(Saved entries)

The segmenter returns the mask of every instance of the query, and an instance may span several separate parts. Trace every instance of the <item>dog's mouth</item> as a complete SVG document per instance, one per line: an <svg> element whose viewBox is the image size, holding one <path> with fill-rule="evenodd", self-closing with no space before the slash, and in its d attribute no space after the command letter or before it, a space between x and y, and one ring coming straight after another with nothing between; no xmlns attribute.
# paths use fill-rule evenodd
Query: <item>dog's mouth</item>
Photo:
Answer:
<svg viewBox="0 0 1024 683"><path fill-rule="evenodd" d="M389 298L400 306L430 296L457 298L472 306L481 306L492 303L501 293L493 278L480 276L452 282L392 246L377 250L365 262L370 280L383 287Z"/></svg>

_Brief_
All of the records above need to be copied exactly.

_Task output_
The segmenter returns the mask of every instance of the query, and an instance may span several separate parts. Trace every instance of the <item>dog's mouth</item> as a complete SVG document per instance, one per line: an <svg> element whose viewBox is the image size, holding one <path> with fill-rule="evenodd", self-closing with no space before the slash, and in its d attribute no space after the command letter or before it, a space between x and y, and one ring coming straight after another with nothing between; no xmlns attribute.
# paths use fill-rule evenodd
Query: <item>dog's mouth</item>
Photo:
Answer:
<svg viewBox="0 0 1024 683"><path fill-rule="evenodd" d="M389 298L400 306L430 296L457 298L472 306L481 306L492 303L501 293L493 278L480 276L452 282L392 246L377 250L365 262L370 280L383 287Z"/></svg>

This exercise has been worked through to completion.